▶ _EXERCISE PROMPT_
Give the data again in full, without pictures.

▶ _SUPPLIED DATA_
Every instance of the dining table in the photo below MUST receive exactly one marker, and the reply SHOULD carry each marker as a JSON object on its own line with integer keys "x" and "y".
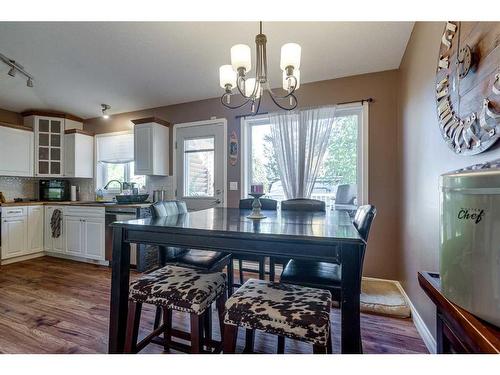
{"x": 317, "y": 236}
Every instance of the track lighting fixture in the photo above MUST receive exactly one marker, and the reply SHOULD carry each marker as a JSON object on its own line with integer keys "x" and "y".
{"x": 104, "y": 108}
{"x": 16, "y": 67}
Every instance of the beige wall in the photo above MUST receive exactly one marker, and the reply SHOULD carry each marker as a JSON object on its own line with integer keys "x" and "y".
{"x": 10, "y": 117}
{"x": 424, "y": 156}
{"x": 381, "y": 258}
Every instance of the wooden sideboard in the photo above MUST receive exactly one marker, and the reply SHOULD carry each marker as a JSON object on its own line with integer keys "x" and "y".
{"x": 457, "y": 330}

▶ _REPLY TO THE TASK_
Every instance of the dining table in the photo below MUST receive exactly one marker, and the reply SHOULD carry each marker as a JSON object on its own line with integer keys "x" and "y".
{"x": 317, "y": 236}
Every instance of the track lighting fixture in the photo above MUST receive exactly one marker, and the reply SHOULD carry each marker as a JSON object on its own line with integer keys "x" and "y".
{"x": 104, "y": 108}
{"x": 16, "y": 67}
Every instance of the beige wall in the photo above MUST receive exactly one marker, and the reply SHOULD carry each marker as a JSON object on its own line with integer keys "x" and "y".
{"x": 10, "y": 117}
{"x": 424, "y": 156}
{"x": 381, "y": 258}
Every instance of the wooden sideboard in the photo above MUST receive exactly one marker, and the reply SHOULD carry each marker as a JSON object on its own line with integer keys "x" and "y".
{"x": 457, "y": 330}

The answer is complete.